**Assignment:** Below are the records; pull every line that includes "test".

**Point localization data:**

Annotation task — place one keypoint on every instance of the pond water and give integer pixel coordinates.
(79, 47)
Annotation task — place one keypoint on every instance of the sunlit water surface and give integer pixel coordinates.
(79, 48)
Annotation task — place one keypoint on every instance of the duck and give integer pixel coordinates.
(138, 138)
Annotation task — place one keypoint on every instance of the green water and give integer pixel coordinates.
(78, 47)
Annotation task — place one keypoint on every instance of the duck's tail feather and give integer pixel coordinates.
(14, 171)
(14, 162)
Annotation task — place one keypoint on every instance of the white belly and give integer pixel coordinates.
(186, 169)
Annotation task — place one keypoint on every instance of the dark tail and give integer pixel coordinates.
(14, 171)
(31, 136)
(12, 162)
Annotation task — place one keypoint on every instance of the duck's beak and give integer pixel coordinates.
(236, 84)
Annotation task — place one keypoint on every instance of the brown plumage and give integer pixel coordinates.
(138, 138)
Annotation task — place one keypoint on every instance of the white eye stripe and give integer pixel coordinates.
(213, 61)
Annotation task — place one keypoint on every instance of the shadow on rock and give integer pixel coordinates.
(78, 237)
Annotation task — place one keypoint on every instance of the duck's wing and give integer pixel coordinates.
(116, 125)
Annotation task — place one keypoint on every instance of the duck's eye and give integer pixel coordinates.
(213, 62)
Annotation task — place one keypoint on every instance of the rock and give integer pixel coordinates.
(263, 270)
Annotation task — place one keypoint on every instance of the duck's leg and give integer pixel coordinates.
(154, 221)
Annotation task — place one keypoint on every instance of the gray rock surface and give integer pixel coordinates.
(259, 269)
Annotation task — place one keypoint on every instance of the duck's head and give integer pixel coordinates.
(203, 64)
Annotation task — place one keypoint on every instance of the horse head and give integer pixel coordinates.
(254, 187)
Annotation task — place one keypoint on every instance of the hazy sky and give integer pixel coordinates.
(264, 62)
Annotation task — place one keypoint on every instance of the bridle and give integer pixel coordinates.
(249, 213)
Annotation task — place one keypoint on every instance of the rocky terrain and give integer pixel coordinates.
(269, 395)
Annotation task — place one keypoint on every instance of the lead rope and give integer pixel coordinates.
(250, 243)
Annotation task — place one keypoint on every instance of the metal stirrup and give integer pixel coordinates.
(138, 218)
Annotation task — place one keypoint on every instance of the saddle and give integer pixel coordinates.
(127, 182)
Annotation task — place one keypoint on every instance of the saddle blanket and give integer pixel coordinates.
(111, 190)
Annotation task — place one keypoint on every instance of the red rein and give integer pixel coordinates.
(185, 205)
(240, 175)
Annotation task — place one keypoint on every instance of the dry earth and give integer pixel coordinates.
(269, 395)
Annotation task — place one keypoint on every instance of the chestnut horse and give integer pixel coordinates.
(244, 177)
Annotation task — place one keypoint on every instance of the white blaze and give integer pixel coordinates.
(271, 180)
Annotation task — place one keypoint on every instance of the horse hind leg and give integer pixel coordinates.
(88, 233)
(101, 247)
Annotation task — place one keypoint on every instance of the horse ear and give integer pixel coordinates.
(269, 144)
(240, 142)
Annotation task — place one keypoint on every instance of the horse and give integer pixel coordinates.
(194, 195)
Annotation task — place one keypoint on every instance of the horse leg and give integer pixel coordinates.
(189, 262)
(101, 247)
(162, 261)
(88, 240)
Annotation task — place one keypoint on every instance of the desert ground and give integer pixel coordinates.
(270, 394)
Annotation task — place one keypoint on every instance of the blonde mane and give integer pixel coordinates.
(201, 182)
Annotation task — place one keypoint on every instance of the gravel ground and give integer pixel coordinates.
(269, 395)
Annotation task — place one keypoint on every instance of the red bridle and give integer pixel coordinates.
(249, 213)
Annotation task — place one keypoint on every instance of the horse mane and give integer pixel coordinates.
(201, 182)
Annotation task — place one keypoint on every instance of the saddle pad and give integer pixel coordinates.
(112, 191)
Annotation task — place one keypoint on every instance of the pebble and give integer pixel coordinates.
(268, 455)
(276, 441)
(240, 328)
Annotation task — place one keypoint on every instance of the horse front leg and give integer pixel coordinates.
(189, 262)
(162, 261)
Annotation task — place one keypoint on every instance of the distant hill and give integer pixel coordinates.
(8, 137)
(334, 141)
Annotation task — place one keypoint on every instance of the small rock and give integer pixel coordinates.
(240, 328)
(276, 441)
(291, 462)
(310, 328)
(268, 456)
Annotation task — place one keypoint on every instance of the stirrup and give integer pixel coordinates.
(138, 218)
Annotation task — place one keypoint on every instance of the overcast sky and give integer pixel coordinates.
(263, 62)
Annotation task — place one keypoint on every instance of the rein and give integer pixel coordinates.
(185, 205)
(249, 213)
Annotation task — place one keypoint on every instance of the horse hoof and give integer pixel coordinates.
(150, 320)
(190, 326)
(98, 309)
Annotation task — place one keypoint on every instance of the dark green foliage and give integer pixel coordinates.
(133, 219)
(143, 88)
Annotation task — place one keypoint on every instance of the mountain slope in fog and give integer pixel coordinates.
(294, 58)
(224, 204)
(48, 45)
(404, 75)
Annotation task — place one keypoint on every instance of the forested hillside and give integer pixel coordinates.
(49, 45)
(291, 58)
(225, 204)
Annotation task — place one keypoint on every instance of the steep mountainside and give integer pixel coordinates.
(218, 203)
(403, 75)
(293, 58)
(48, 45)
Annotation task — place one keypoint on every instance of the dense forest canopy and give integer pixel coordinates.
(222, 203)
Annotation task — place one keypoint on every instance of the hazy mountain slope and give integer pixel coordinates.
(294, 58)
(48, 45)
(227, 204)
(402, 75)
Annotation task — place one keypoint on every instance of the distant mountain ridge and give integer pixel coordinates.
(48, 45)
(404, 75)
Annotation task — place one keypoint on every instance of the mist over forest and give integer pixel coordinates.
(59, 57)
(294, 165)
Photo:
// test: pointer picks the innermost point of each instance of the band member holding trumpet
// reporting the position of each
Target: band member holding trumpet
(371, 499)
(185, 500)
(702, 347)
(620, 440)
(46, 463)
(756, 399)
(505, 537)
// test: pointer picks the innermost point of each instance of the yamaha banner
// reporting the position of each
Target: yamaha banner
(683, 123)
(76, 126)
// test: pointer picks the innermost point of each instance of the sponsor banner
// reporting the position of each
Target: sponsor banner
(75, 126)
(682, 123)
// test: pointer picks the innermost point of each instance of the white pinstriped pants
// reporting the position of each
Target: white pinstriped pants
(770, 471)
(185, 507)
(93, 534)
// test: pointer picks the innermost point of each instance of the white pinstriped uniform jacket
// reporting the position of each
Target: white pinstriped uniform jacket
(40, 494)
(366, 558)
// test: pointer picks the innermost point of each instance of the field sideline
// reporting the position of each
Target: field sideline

**Worked solution:**
// test: pointer picks the innermost point of each instance of the band member holding trumpet
// test: pointer picks the innermost point of each instance of the yamaha banner
// test: pointer picks the innermost point of each instance of the sponsor banner
// test: pointer picks the innermost point of each instance of the white pinstriped pants
// test: pointer picks the innermost point of each instance of the white pinstriped uniform jacket
// test: pointer picks the innermost point of each instance of the field sideline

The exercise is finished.